GIVEN TASK — Repeat the listing below word for word, starting with the line that contains "Task: point out each instance of the smile" and continuing through its final line, with both of those lines included.

RECORDS PROVIDED —

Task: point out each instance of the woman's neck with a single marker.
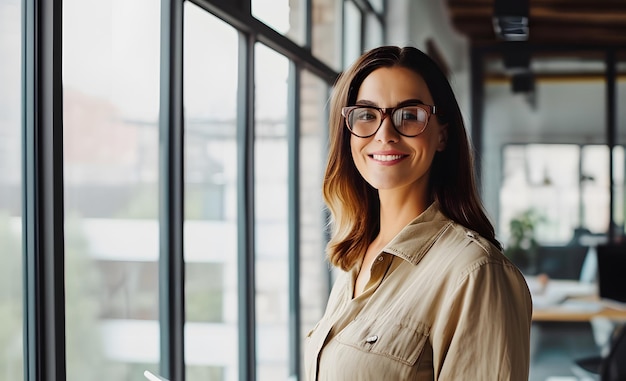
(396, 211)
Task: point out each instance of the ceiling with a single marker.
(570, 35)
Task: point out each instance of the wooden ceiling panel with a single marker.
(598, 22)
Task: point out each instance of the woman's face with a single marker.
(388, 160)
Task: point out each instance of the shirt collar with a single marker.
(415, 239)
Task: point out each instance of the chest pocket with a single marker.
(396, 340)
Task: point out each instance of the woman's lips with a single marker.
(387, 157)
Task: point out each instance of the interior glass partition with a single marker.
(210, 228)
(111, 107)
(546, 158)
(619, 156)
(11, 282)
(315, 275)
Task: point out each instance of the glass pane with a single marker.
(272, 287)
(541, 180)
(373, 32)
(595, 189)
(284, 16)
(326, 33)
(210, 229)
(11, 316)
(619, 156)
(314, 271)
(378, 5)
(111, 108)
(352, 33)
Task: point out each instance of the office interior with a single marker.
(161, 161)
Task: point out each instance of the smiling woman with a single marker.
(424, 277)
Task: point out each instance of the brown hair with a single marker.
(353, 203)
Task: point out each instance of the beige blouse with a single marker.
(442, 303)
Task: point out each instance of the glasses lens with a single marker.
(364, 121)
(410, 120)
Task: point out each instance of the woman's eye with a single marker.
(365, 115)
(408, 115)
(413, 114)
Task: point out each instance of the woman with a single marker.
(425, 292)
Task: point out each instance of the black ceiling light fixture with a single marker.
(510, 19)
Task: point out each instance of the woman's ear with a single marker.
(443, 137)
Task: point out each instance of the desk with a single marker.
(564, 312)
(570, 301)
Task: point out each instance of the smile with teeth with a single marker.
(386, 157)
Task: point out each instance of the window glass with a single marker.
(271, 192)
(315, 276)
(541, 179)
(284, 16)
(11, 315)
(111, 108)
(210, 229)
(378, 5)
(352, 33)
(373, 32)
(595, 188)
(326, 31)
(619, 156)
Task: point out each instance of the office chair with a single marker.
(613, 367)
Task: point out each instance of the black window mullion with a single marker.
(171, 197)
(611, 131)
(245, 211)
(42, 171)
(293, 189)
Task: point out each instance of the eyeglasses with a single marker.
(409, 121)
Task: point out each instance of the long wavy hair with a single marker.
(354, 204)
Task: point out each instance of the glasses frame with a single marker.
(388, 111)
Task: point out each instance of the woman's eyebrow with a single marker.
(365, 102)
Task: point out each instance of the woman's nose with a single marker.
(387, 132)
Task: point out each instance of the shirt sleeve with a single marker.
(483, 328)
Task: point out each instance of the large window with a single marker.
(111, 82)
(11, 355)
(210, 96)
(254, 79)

ANSWER TO THIS PROBLEM —
Task: point out each instance of the smile with teeth with a single marker.
(386, 157)
Task: point out each instance of the window glass with a single marker.
(271, 192)
(315, 276)
(541, 179)
(284, 16)
(11, 315)
(111, 108)
(210, 229)
(378, 5)
(352, 33)
(373, 32)
(595, 188)
(326, 31)
(619, 156)
Task: point out each instance of the office chair with a single marker.
(613, 367)
Task: point out each instance of the black window mullion with a single marker.
(171, 197)
(611, 131)
(245, 211)
(42, 171)
(293, 189)
Task: point out each instance of the eyeglasses with a single marker.
(409, 121)
Task: point out each instance of the long wavy hair with a single marker.
(354, 204)
Task: point out each instance of the glasses frame with a single marker.
(388, 111)
Task: point out each instance of the woman's eyebrow with a single marker.
(365, 102)
Task: point out each instance of the woman's nose with a single marker.
(387, 132)
Task: point out each instance of the shirt sleeve with a single marker.
(483, 328)
Task: point out each instance of the large window with a single marker.
(111, 82)
(11, 355)
(210, 96)
(254, 79)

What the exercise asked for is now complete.